[Start of Data provided]

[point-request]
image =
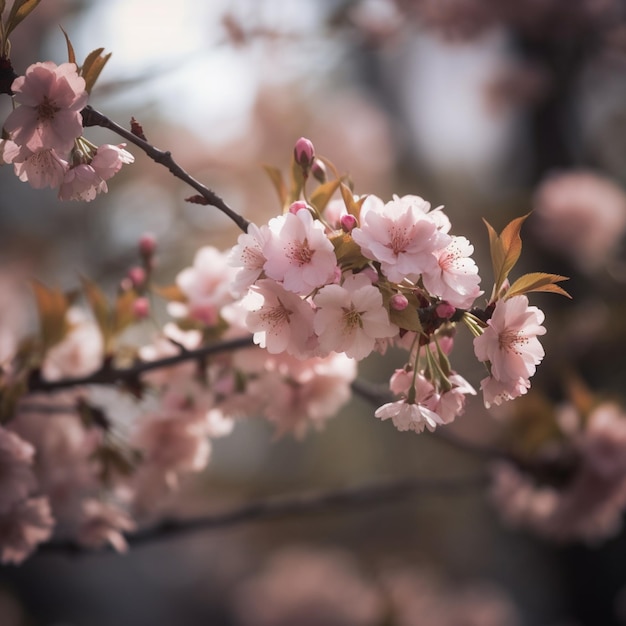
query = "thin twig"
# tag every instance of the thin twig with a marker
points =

[End of Data provided]

[What you should do] Rewrite the items above with every "thin twig" replaced by "dry branch" and all other text unchanged. Leave the pictures out of your answer.

[Answer to the problem]
[point-request]
image =
query = "dry branch"
# tag every instance of the dry branch with a marker
points =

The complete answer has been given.